Give back exactly the lines of the data below, starting with the line that has "Would you mind marking the skin" and going on through the line that has "Would you mind marking the face".

(Region pointing data)
* * * * * * * * *

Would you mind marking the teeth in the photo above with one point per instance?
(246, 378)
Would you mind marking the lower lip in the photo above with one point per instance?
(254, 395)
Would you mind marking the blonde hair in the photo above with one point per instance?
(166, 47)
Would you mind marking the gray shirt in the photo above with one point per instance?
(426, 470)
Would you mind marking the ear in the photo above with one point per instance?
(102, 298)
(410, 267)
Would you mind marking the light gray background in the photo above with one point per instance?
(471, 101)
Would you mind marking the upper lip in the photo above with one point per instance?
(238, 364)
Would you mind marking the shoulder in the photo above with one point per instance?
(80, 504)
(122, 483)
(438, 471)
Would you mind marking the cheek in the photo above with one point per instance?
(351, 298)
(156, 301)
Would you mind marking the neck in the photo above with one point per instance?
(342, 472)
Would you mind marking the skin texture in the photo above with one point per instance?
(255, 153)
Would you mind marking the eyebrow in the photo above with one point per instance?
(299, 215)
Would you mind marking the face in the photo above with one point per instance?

* * * * * * * * *

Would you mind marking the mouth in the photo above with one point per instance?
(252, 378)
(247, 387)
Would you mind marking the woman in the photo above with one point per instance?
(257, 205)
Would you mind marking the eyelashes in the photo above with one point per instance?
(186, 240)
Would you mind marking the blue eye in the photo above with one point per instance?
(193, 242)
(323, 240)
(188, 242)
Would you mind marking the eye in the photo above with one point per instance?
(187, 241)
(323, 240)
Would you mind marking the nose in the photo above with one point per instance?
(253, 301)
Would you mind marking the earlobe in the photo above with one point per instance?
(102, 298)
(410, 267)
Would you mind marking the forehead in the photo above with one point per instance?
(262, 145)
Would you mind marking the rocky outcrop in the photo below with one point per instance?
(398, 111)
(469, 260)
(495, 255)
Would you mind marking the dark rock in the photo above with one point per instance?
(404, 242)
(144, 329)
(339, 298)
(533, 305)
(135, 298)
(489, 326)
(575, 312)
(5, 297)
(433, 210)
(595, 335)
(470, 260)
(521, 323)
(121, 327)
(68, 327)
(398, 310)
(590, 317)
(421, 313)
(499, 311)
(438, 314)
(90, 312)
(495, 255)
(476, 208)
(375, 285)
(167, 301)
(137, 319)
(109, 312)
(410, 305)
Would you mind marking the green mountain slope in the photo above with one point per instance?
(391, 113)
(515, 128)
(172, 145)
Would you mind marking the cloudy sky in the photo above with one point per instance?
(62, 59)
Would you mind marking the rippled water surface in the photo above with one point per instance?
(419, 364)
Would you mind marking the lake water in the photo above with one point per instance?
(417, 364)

* * * * * * * * *

> _TASK RESULT_
Would you mind marking the skin texture in the photo above with one point per instance?
(255, 153)
Would you mind marking the eyebrow in the photo above with one point per instance?
(299, 215)
Would you mind marking the face in the photo above with one point per instance?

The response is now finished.